Ok I will follow one-value-per-file rule for sysfs file. Thanks
Eduardo Valentin Feb. 7, 2012, 7:29 p.m. UTC | #8
Hello Amit,

On Tue, Feb 07, 2012 at 09:52:40AM -0800, Amit Kachhap wrote:
> Hi eduardo,
> 
> Thanks for the detail review.
> 
> On 6 February 2012 23:09, Eduardo Valentin <eduardo.valentin@ti.com> wrote:
> > Hello Amit,
> >
> > some comments embedded.
> >
> > On Wed, Jan 18, 2012 at 02:51:07PM +0530, Amit Daniel Kachhap wrote:
> >> Add a sysfs node code to report effective cooling of all cooling devices
> >> attached to each trip points of a thermal zone. The cooling data reported
> >> will be absolute if the higher temperature trip points are arranged first
> >> otherwise the cooling stats is the cumulative effect of the earlier
> >> invoked cooling handlers.
> >>
> >> The basic assumption is that cooling devices will bring down the temperature
> >> in a symmetric manner and those statistics can be stored back and used for
> >> further tuning of the system.
> >>
> >> Signed-off-by: Amit Daniel Kachhap <amit.kachhap@linaro.org>
> >> ---
> >>  Documentation/thermal/sysfs-api.txt |   10 ++++
> >>  drivers/thermal/thermal_sys.c       |   96 +++++++++++++++++++++++++++++++++++
> >>  include/linux/thermal.h             |    8 +++
> >>  3 files changed, 114 insertions(+), 0 deletions(-)
> >>
> >> diff --git a/Documentation/thermal/sysfs-api.txt b/Documentation/thermal/sysfs-api.txt
> >> index b61e46f..1db9a9d 100644
> >> --- a/Documentation/thermal/sysfs-api.txt
> >> +++ b/Documentation/thermal/sysfs-api.txt
> >> @@ -209,6 +209,13 @@ passive
> >>       Valid values: 0 (disabled) or greater than 1000
> >>       RW, Optional
> >>
> >> +trip_stats
> >> +     This attribute presents the effective cooling generated from all the
> >> +     cooling devices attached to a trip point. The output is a pair of value
> >> +     for each trip point. Each pair represents
> >> +     (trip index, cooling temperature difference in millidegree Celsius)
> >> +     RO, Optional
> >> +
> >>  *****************************
> >>  * Cooling device attributes *
> >>  *****************************
> >> @@ -261,6 +268,9 @@ method, the sys I/F structure will be built like this:
> >>      |---cdev0_trip_point:    1       /* cdev0 can be used for passive */
> >>      |---cdev1:                       --->/sys/class/thermal/cooling_device3
> >>      |---cdev1_trip_point:    2       /* cdev1 can be used for active[0]*/
> >> +    |---trip_stats           0 0
> >> +                             1 8000  /*trip 1 causes 8 degree Celsius drop*/
> >> +                             2 3000  /*trip 2 causes 3 degree Celsius drop*/
> >>
> >>  |cooling_device0:
> >>      |---type:                        Processor
> >> diff --git a/drivers/thermal/thermal_sys.c b/drivers/thermal/thermal_sys.c
> >> index dd9a574..47e7b6e 100644
> >> --- a/drivers/thermal/thermal_sys.c
> >> +++ b/drivers/thermal/thermal_sys.c
> >> @@ -92,6 +92,64 @@ static void release_idr(struct idr *idr, struct mutex *lock, int id)

SUPPLIED MATERIAL:

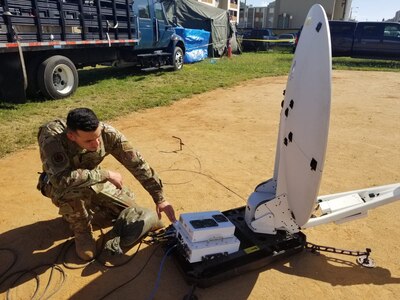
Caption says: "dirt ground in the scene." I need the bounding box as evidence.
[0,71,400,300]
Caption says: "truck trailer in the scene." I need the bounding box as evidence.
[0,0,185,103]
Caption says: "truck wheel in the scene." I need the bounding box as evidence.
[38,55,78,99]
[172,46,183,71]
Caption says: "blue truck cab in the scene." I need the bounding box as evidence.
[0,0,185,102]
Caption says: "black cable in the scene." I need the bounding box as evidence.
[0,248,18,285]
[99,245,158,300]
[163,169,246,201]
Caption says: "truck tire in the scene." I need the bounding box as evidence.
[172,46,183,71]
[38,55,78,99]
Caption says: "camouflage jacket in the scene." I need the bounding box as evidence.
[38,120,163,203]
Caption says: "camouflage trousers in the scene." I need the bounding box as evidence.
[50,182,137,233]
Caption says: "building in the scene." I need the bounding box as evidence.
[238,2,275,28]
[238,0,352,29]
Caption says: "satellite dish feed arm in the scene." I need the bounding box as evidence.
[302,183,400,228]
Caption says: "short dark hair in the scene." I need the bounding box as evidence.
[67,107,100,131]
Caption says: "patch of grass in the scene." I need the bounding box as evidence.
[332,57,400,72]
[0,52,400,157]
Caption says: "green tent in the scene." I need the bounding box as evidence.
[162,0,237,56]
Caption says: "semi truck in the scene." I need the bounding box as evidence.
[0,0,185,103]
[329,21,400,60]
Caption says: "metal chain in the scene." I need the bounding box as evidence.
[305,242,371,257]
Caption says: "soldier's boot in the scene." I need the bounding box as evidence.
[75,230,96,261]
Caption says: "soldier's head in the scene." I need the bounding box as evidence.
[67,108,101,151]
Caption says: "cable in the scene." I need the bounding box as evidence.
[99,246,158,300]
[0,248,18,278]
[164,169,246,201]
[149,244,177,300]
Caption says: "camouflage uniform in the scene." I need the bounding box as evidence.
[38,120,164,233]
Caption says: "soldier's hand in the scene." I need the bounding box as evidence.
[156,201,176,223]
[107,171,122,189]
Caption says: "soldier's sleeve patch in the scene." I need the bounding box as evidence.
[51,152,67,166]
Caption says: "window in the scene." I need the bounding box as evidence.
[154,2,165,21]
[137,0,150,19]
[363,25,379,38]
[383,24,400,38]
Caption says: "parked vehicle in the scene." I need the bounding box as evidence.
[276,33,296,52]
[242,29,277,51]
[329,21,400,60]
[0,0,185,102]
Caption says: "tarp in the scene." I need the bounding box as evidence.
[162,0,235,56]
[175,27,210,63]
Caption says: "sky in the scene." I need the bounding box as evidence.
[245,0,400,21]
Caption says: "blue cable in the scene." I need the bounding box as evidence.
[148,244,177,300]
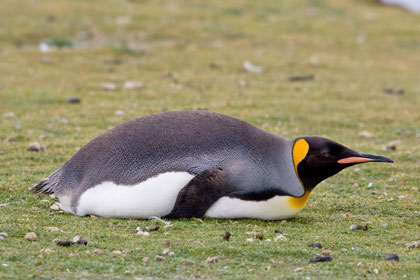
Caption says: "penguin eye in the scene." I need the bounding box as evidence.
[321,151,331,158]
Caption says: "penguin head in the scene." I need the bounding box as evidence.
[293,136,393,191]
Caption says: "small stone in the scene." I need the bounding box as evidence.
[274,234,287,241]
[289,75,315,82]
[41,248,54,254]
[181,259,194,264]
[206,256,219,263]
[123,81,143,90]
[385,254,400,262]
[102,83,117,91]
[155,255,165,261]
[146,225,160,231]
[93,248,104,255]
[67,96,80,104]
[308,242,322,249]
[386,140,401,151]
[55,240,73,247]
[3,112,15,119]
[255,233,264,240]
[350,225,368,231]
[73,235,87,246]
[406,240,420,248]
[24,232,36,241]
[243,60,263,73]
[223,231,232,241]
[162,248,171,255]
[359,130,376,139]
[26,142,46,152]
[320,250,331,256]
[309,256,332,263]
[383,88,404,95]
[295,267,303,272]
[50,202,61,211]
---
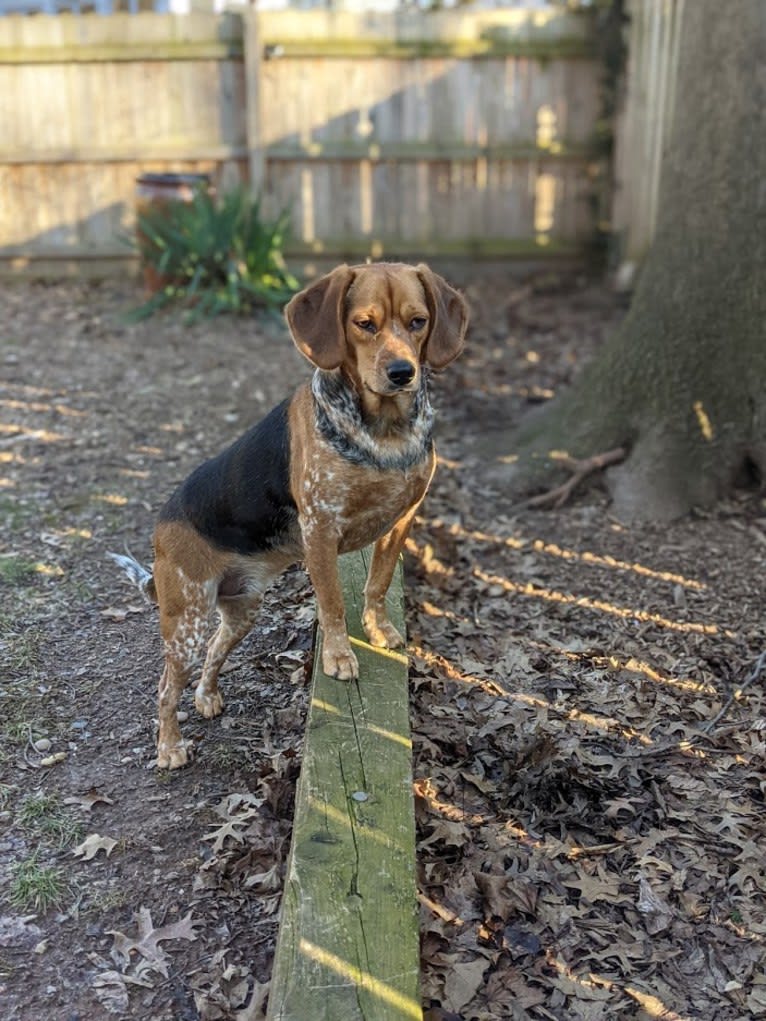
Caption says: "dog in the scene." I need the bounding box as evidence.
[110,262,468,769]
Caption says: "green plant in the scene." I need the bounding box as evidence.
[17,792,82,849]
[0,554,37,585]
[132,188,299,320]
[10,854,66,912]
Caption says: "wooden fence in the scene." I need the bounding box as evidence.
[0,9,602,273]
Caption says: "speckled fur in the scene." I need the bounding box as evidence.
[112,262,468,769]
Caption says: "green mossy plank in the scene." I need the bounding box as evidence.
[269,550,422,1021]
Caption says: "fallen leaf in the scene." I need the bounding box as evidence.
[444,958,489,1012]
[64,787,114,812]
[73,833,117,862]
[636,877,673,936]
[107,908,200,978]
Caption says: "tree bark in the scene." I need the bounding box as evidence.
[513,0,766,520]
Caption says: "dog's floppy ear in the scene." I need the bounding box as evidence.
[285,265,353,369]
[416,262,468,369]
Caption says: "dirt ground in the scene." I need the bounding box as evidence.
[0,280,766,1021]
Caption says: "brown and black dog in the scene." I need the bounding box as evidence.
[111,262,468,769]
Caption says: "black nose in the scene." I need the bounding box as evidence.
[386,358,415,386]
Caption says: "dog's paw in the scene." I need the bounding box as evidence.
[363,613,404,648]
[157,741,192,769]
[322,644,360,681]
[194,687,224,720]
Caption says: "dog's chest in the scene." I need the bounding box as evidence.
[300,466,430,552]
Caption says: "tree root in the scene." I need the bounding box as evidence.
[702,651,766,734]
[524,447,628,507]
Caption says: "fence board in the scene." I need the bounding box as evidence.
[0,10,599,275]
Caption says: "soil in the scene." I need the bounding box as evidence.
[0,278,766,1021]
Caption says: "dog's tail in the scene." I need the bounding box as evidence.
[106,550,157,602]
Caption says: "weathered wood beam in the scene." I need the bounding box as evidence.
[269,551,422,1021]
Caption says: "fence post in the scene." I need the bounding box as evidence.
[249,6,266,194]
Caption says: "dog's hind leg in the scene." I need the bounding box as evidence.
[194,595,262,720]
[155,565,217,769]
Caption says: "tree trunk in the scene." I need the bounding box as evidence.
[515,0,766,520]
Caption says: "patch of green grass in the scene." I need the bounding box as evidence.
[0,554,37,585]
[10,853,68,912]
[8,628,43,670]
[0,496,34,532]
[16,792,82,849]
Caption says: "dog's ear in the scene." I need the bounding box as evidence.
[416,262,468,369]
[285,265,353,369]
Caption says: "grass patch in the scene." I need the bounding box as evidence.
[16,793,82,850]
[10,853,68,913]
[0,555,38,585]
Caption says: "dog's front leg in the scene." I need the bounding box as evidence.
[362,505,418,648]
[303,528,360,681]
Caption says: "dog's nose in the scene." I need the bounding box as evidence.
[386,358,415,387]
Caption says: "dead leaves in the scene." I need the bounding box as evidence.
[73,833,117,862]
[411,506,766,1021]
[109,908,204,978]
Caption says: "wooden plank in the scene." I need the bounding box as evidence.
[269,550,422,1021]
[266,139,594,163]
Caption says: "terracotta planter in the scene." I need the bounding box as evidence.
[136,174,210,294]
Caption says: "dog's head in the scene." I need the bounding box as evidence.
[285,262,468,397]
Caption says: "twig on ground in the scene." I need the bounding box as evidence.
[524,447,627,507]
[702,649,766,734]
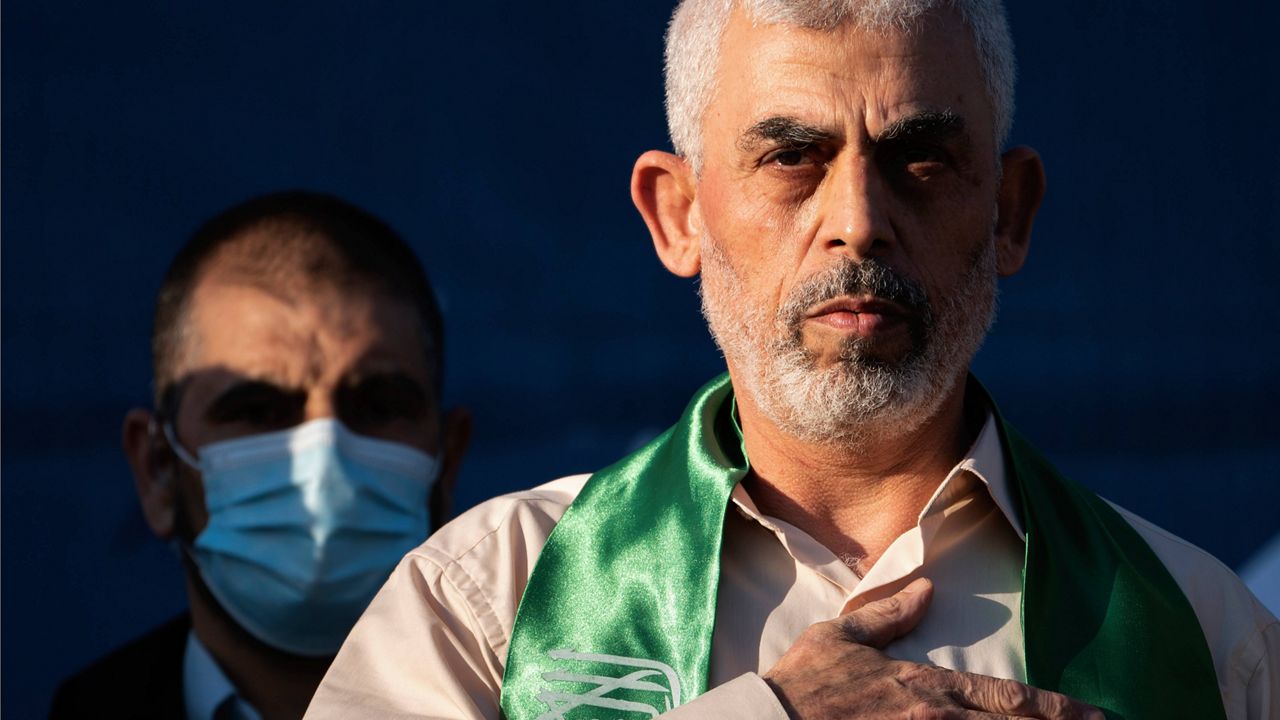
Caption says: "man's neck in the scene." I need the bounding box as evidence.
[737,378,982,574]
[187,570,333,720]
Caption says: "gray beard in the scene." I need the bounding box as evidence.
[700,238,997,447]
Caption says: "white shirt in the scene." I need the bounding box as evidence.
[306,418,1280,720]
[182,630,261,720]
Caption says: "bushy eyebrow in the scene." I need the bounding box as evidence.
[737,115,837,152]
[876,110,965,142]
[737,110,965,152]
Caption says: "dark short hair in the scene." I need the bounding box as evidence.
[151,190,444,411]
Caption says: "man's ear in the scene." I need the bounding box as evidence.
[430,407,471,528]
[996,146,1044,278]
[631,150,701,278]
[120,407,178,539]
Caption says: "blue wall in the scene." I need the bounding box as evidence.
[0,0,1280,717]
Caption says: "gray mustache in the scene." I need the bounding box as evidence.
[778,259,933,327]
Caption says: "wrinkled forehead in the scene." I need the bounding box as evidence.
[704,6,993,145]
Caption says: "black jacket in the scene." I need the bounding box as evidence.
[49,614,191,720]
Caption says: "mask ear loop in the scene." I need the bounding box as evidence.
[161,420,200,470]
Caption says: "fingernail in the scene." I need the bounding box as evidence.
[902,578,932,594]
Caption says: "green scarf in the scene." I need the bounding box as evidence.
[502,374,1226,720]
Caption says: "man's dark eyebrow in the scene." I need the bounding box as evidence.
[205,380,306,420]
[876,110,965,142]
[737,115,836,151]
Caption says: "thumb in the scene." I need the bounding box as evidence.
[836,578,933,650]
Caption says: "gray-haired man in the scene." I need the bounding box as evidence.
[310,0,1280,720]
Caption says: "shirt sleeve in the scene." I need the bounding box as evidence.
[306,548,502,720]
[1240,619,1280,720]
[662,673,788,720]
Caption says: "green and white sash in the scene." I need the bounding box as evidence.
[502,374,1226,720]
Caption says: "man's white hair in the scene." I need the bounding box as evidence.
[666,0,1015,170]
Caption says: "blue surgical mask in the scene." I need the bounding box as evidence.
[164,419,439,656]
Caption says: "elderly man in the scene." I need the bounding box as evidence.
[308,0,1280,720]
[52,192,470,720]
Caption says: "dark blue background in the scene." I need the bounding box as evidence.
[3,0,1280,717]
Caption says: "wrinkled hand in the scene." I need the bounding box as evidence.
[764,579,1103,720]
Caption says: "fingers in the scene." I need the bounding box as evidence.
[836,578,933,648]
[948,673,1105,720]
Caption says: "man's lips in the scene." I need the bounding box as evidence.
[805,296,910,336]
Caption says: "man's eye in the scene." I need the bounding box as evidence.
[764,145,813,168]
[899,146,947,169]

GIVEN TASK:
Reproduce everything in the thermal sysfs patch discussion from "Ok I will follow" down to "the detail review.". The records have no connection to the text.

SOLVED EXERCISE:
Ok I will follow one-value-per-file rule for sysfs file. Thanks
Eduardo Valentin Feb. 7, 2012, 7:29 p.m. UTC | #8
Hello Amit,

On Tue, Feb 07, 2012 at 09:52:40AM -0800, Amit Kachhap wrote:
> Hi eduardo,
> 
> Thanks for the detail review.